» **THE EXERCISE**:
Locate each line in the material below that contains the string "white" and copy those lines.

[Dataset excerpts on pointing at objects]
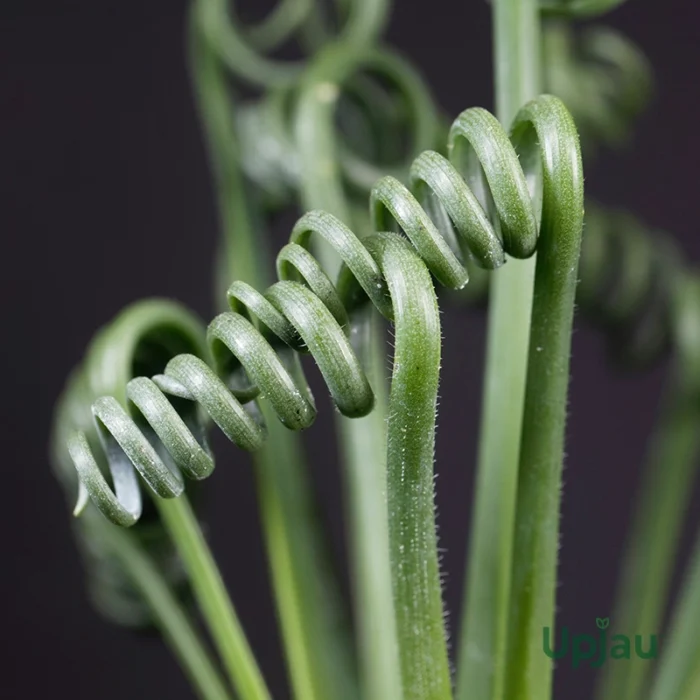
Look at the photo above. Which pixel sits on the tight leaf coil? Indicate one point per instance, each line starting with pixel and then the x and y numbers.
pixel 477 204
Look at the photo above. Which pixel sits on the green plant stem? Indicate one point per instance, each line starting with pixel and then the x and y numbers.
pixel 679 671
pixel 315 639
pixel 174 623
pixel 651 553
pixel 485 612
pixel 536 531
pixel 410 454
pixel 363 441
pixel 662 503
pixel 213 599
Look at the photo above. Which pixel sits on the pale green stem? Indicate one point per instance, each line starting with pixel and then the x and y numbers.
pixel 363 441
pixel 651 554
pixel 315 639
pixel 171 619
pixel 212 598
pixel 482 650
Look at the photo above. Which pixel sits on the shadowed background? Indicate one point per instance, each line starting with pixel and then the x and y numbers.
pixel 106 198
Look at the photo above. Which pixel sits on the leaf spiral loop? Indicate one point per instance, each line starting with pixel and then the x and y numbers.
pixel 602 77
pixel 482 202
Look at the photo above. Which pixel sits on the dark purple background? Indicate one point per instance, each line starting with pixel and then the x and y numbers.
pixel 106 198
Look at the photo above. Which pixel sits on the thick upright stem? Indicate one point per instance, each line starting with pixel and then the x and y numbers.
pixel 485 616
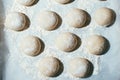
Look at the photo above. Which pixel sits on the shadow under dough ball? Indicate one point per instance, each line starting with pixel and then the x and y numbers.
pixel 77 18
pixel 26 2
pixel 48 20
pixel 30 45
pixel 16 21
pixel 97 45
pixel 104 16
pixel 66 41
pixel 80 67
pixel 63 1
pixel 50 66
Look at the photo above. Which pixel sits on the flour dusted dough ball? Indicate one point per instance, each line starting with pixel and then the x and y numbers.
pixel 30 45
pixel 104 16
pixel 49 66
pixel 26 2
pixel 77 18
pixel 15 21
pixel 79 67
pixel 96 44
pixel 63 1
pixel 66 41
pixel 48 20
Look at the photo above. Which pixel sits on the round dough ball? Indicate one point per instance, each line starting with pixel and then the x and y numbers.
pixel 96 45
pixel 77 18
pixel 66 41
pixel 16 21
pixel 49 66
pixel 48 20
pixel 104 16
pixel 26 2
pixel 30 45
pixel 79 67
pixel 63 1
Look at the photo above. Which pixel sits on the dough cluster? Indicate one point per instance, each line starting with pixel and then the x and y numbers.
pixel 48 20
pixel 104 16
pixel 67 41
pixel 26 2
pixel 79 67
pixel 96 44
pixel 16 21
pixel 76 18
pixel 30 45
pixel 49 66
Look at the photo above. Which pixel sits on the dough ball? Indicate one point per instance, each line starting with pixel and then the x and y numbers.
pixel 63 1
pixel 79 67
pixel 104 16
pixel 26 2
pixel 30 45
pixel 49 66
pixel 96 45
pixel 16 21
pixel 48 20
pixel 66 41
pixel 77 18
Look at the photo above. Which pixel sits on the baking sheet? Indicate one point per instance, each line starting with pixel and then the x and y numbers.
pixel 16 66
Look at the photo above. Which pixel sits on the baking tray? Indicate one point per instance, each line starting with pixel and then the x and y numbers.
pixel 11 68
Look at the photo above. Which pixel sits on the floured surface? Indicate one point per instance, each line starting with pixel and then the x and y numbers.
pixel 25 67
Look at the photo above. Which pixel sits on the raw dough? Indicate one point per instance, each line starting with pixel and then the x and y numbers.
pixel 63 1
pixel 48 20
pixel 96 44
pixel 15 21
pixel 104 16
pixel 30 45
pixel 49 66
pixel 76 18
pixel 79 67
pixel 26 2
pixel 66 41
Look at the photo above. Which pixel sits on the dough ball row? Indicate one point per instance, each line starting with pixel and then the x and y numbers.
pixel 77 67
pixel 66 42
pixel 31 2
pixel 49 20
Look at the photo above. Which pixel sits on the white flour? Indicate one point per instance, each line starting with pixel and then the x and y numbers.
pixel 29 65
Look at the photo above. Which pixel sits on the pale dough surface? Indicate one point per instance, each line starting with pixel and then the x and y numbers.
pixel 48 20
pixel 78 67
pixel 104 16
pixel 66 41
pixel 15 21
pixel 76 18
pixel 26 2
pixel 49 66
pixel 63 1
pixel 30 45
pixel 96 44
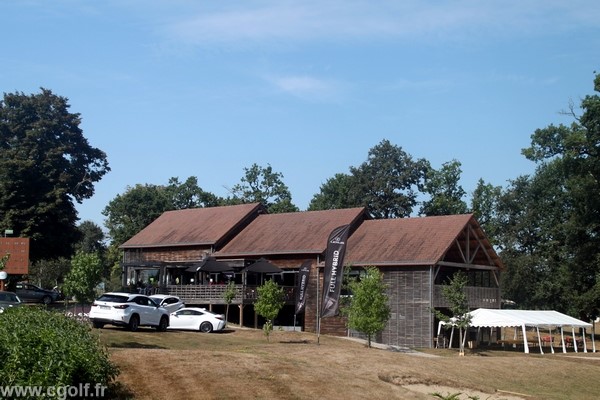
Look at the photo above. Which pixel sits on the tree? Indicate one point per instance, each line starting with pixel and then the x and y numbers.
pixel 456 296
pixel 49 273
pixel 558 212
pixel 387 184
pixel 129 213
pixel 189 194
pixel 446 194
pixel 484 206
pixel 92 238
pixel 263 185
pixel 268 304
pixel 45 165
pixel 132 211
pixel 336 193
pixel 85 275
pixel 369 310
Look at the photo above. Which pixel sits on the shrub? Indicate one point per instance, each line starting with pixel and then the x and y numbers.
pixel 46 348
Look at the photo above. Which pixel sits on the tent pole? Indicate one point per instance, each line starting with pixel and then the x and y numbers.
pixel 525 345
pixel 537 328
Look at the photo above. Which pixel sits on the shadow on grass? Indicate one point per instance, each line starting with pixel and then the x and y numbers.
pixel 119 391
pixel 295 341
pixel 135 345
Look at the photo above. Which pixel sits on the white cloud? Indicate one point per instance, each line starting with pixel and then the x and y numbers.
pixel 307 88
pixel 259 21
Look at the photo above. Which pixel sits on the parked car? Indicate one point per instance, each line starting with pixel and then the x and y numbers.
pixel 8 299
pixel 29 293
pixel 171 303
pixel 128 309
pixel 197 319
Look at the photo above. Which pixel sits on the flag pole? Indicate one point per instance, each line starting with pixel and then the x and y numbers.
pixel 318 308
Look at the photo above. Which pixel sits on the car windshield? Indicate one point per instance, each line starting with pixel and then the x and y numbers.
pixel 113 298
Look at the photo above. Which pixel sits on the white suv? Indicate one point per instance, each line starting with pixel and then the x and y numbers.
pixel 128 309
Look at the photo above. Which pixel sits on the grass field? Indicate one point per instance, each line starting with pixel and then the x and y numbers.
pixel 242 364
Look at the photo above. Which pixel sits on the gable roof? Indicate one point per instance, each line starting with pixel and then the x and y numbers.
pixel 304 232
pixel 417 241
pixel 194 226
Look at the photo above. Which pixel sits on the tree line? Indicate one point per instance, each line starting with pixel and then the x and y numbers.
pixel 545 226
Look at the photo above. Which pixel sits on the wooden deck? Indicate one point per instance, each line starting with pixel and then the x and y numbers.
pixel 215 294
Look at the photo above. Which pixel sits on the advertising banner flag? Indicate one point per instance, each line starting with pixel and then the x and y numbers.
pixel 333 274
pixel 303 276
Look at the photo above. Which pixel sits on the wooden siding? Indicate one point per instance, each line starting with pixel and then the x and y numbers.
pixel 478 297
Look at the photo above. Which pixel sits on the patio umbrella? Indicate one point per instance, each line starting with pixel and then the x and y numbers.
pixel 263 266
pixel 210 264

---

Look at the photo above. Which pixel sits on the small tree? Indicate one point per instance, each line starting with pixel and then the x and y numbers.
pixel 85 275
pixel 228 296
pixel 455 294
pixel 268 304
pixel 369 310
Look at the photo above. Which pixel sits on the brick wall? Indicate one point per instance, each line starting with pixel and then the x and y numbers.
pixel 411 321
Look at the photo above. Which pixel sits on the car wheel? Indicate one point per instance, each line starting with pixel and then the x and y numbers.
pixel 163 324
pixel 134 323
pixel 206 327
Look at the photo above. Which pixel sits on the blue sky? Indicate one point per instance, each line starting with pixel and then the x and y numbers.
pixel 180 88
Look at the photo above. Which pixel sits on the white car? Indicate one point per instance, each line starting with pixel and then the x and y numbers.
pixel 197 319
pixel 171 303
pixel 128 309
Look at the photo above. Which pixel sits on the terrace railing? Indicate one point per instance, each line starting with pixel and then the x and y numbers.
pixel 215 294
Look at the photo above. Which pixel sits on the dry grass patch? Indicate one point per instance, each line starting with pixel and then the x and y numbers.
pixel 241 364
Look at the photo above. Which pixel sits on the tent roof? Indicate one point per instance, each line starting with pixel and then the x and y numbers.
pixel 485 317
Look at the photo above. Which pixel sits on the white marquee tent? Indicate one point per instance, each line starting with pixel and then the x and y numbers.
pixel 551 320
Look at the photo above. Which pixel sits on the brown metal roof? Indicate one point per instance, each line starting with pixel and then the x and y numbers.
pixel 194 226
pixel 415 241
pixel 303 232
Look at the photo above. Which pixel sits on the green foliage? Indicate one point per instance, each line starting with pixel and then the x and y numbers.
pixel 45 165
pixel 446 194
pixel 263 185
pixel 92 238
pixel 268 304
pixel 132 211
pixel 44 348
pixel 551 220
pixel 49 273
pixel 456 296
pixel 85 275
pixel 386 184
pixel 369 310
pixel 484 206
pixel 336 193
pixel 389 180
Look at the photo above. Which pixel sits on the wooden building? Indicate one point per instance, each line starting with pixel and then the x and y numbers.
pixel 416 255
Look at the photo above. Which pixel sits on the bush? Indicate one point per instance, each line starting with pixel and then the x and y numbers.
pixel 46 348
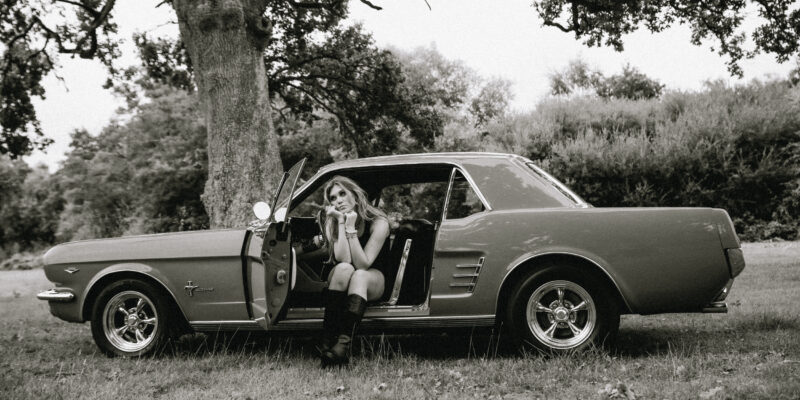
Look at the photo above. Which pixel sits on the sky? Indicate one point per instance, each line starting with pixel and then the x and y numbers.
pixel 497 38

» **WORKED SOLUTION**:
Look at the photo above. Which pixel sits on the white flour? Indicate one point per instance, each line starting with pixel and then the x and y numbers.
Look at the photo above. Which pixel sits on the white cloud? Indicate one point per instance, each line starting with pixel and then the x and y numbers.
Look at the photo above. Which pixel sits on the white suv? Indicate one point per instance, each line starting with pixel and then the x and y numbers.
Look at the photo above. Which pixel sits on the white car? Indicate one point per instance, each line starting with pixel and then the x and y numbers.
Look at the photo above. Which pixel sits on the white marquee tent? Indicate one point per instance, each line starting with pixel and then the x and y numbers.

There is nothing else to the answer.